Camera and Moral Imagination

Thoughts on Two Sides of the Same Lens

Paradoxically, documentary as a film genre has often featured camera footage and editing techniques that are derivative from its original dedication to realism. It is almost the inherent dilemma of every documentary maker: she wants to re-present reality as it is, or was, but she can never achieve it given the staged nature of documentation and the living, conscious subjects being documented. In other words, documentary is equally guilty of manipulating reality and privileging certain images, opinions and narratives over others. Still, documentary is often associated with its moral language. The audience of a documentary (rather than, for example, a fictional horror) are more likely to feel compelled to act in a certain way and to ethically respond to a situation. How can one reconcile the implicit manipulation of reality and the strong moral imperative that seem to coexist in a documentary?

As an attempt to address that question, this essay reviews a film series entitled Two Sides of the Same Lens, organised by the NUS Museum. As part of the museum’s Outreach and Education initiatives, the series consists of five films in conjunction with three exhibitions in the museum: Homeless, Crossings, and Of Place and A Paradox. What thematically unites these films is the suffering, or melancholy, of being forced to leave one’s home, and the underlying moral imperative that compels the audience to reflect on current politics. The documentary dilemma is evident in all of these five films. In Human Flow, for example, the director broke the silence and participated in some of the scenes as a comforting stranger. The daughter in Last Train Home once broke the fourth wall and shouted to the camera. Although inspired by real-life experiences, stories in Flooding in the Time of Drought happened in an imaginary, drought-stricken Singapore. In The Missing Picture, clay figurines are used to reproduce missing historical events and narratives as few visual recordings have survived. None of these films dutifully replicates reality. But that does not disqualify these films as documentaries. Perhaps documentaries are meant to stimulate moral imagination with those subjective, intrusive elements. Perhaps they are ultimately concerned with moral realism instead of visual realism.

DATA:
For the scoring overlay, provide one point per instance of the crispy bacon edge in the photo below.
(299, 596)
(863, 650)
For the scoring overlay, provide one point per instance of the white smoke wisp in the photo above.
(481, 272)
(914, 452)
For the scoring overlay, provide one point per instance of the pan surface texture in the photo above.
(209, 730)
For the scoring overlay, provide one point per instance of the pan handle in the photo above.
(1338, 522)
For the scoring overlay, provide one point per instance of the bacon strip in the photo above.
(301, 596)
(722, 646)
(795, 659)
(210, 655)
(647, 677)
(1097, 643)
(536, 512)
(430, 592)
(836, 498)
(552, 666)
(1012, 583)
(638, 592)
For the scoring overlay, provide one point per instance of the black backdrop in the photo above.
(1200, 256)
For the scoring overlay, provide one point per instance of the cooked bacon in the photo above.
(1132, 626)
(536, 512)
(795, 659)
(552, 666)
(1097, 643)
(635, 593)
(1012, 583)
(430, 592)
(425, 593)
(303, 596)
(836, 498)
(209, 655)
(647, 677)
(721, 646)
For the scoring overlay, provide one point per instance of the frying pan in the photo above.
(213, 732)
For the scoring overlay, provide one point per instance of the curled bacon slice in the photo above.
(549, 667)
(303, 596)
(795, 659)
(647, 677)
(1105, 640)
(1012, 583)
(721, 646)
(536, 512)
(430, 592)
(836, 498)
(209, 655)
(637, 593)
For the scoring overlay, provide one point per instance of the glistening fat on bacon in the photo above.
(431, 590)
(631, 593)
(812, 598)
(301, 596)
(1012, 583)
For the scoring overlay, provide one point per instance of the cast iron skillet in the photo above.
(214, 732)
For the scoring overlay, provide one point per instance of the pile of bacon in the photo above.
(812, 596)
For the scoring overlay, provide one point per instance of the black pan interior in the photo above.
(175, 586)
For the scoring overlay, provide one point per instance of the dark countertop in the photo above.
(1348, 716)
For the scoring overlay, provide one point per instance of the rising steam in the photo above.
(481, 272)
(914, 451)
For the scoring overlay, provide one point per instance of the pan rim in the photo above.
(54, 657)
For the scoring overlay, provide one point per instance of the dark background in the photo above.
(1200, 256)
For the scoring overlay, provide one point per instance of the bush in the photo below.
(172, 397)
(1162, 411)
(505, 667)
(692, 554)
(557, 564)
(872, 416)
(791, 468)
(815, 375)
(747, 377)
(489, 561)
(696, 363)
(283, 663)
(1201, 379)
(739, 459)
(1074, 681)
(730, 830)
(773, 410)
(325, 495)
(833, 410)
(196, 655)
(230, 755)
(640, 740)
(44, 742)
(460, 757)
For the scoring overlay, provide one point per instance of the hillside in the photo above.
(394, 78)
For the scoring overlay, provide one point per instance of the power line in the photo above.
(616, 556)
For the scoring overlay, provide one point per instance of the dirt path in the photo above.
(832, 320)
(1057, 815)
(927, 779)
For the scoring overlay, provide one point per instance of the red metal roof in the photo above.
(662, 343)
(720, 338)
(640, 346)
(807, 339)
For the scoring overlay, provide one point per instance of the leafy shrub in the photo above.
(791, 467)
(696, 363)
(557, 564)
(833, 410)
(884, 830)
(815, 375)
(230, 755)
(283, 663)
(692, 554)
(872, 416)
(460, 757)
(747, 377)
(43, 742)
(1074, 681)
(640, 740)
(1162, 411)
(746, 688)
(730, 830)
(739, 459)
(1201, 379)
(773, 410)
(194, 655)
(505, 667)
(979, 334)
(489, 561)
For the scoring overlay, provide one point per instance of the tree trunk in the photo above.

EXERCISE INSTRUCTIONS:
**a.** According to the essay on documentary film, why does The Missing Picture use clay figurines? Answer in one to three sentences.
**b.** Resume the essay on documentary film after its final sentence, "Perhaps they are ultimately concerned with moral realism instead of visual realism."
The items were taken from a separate source and are unrelated to the essay on documentary film.

THE ANSWERS:
**a.** The Missing Picture uses clay figurines to reproduce missing historical events and narratives because few visual recordings of them have survived.

**b.**
“Powerful Images Translate Universal Values”

Moral realists believe that moral propositions express objective features of the world instead of individual sentiments. They find moral discourse meaningful and potentially objective. Intuitive as it may sound, moral realism is a controversial position in meta-ethics. The triangulation of exhibitions in the NUS Museum has been reflecting on the controversy. Stefen Chow and Huiyi Lin, part of the artist-duo known as Chow & Lin, for instance, advocate for moral realism in their photographic exhibition Homeless. The exhibition features satellite shots of geographical and urban landscapes, presenting vast expanses of impoverished areas  alongside the mansions of the wealthy. In an interview with the curator Siddharta Perez, Chow & Lin opine that “powerful pictures translate universal values…(and) photographs have become a more common language”. Through their language, Chow & Lin express the severity of economic inequality across the globe. At first glance, Human Flow serves as a visual parallel to Homeless as the film is memorable for its large number of aerial shoots. But the documentary also shares the moral backdrop of the exhibition Homeless. Focusing on the scale and severity of the migration crisis, Ai Weiwei also conveys the shared responsibility on behalf of the audience. In a sense, Homeless and Human Flow both presume the existence of universal moral principles such as benevolence despite geographical and cultural biases.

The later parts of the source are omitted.